# Extract to read
###
Error closing output stream Warning

AndreaCavenago — Wed, 16 Aug 2023 09:08:09 GMT

Hello,
we are performing Hive queries with PySpark using the HWC in JDBC_CLUSTER mode.

Everything is running fine and we get the results for the queries, but we also receive a warning message saying that connection has been closed:

23/08/16 09:59:05 WARN conf.HiveConf: HiveConf of name hive.masking.algo does not exist
23/08/16 09:59:05 WARN transport.TIOStreamTransport: Error closing output stream.
java.net.SocketException: Connection or outbound has closed
at sun.security.ssl.SSLSocketImpl$AppOutputStream.write(SSLSocketImpl.java:1181)
at java.io.BufferedOutputStream.flushBuffer(BufferedOutputStream.java:82)
at java.io.BufferedOutputStream.flush(BufferedOutputStream.java:140)
at java.io.FilterOutputStream.close(FilterOutputStream.java:158)
at org.apache.thrift.transport.TIOStreamTransport.close(TIOStreamTransport.java:110)
###
# Information given
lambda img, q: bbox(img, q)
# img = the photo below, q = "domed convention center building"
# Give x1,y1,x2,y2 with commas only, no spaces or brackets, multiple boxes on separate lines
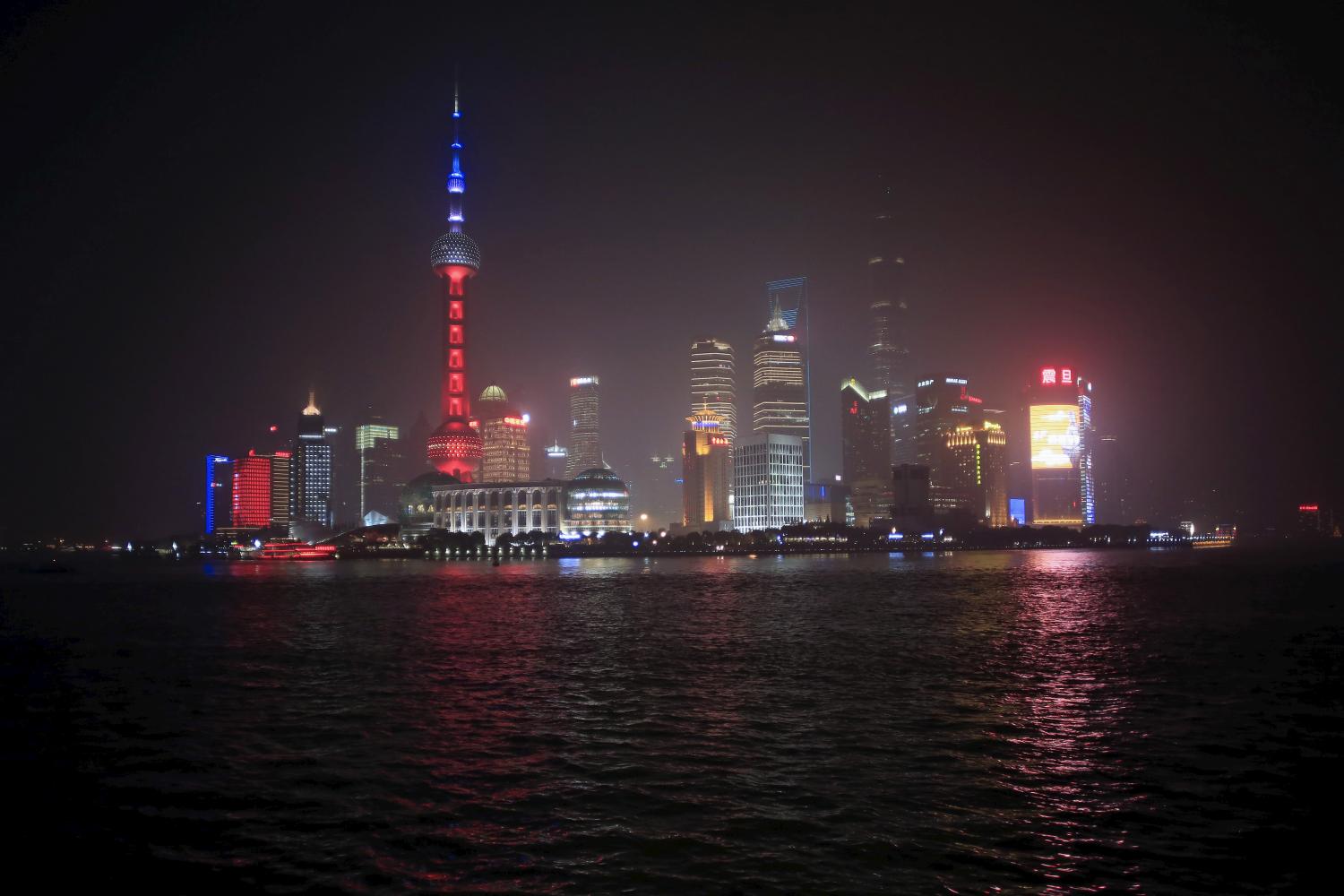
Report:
433,469,631,544
397,470,459,541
###
# Requirement
Answer these questions about the forum post on the output stream warning:
1. In which mode is the HWC used to run the Hive queries?
2. Which HiveConf name does the first warning say does not exist?
3. What exception and message appear on the line after "Error closing output stream."?
The entries have nothing to do with the forum post about the output stream warning.

# Full output
1. JDBC_CLUSTER mode.
2. hive.masking.algo.
3. java.net.SocketException: Connection or outbound has closed.